**Work instruction**.
Write what comes next in the blog post below about smoking and the writer's grandfather, starting right after its last line.

**Given passage**.
*** Block opens ***

Tuesday, March 27, 2012

Speaking Truth to the Man...or Woman

When I took Jack to our friendly neighborhood Kroger Marketplace last weekend, we pulled into a parking spot next to a family--father, mother, daughter--unloading a cart into their trunk. Both the mother and father were smoking.

Let's digress. I grew up in North Carolina, where tobacco is king. I went to high school with a great-granddaughter of RJ Reynolds. I attended Duke University, part of the proverbial Tobacco Road and built with tobacco money.

Cigarettes were everywhere, and I never liked them. The smell of tobacco smoke irritated my sinuses and made me feel sick. My grandfather smoked, and I remember my cousins, sister, and I hiding his cigarettes and begging him to quit. He didn't.

In 1977, while a friend and I waited in line (for three hours) to see the first Star Wars movie at Park Road Theater in Charlotte, a man behind us lit up. The breeze blew his smoke directly toward us, so we launched into a loud discussion about how bad cigarettes were, including a rather vivid and gruesome description of a pair of preserved smoke-damaged lungs we'd seen at an anti-smoking assembly at school. He put out his cigarette and didn't light up again. We felt victorious, powerful.

In fact, we were immature, mouthy tweens who would have been better served by politely and directly asking the man to put out his cigarette.

Ten years later, I caught an emergency flight from Washington DC to Charlotte, where my grandfather lay dying in a hospital bed. He'd been suffering from congestive heart failure, but early that morning, he'd had what was probably a heart attack. Lab results came back from fluid drained off his lungs. He had lung cancer. The doctor told him he could be kept alive in intensive care or die that day.

What a choice to make on a sunny August morning.

*** Block closes ***

[Referring expression data]
*** Block opens ***

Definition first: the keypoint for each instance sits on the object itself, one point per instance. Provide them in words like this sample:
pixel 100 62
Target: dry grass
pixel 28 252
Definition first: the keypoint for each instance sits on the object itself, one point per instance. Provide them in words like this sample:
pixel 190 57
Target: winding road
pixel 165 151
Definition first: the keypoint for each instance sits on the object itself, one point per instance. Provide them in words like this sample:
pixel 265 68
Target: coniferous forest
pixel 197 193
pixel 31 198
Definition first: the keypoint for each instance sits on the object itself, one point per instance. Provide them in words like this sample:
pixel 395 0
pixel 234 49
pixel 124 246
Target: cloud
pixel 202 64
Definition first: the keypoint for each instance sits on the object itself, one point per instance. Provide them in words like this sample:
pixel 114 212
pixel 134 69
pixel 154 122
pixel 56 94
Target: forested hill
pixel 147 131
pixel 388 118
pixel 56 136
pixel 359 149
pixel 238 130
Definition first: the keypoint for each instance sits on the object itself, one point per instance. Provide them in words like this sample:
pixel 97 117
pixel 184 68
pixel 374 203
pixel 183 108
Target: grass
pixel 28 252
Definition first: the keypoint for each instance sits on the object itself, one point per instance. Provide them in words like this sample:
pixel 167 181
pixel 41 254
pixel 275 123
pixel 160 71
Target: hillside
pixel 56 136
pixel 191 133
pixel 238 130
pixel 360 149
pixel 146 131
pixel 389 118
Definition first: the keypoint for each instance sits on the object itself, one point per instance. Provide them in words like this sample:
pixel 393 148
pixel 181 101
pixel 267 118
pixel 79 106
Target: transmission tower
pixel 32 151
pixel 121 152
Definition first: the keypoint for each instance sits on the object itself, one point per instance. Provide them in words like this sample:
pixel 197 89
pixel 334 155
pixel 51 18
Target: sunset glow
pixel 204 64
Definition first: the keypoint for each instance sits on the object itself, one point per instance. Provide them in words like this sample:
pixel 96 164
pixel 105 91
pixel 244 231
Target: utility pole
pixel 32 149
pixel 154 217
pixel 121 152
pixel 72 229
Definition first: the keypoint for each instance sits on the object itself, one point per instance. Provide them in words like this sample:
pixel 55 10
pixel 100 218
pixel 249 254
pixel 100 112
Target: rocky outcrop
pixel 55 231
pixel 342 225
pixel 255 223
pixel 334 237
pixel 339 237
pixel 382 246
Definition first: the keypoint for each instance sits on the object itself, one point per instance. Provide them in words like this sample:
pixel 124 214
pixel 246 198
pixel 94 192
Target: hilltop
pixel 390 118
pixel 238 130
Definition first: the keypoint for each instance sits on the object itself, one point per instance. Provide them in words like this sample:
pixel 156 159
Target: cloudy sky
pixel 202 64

*** Block closes ***

**Exercise output**.
I made it to the hospital in time and was with him when he died. A person can develop a rather intense hatred of that which kills a loved one. All of us resented that cigarettes took Papa too soon, a man who had cheated death so many times as a barnstorming pilot, as a B-24 pilot flying the Hump in WWII, and a cargo pilot during the Berlin Airlift.

But that mouthy tween was in her twenties and no longer spouted off about cigarettes, despite her rage at them. To my knowledge, only my cousin Kathy had the courage to walk up to strangers and tell them about Papa and ask them to quit smoking. The rest of us admired Kathy but felt hobbled by adult societal pressure not to make trouble. After all, no one likes to be told what to do. We're in America, for heaven's sake, where people are perfectly free to do as they wish as long as it's legal without being harrassed for it.

Many years have passed and my anger at tobacco has shifted. The sight of people smoking just makes me sad now because I know that they are addicted, trapped in a habit that is really, really hard to break and may one day kill them. I also know that we all develop bad habits that might one day kill us, from eating too much red meat to driving too fast to living like couch potatoes.


For Jack, however, the story of his great grandfather's death from smoking is fresh and a lesson I hope he will not forget if he experiences peer pressure to smoke.  He noticed the cigarette smokers in the parking lot at Kroger right away. As we got out of the car, the mom and daughter started to push their cart to the return, and I offered to take it. They thanked me, and then Jack piped up, loud and clear.

"You shouldn't be smoking," he said to the mom. "It's bad for you and can kill you!"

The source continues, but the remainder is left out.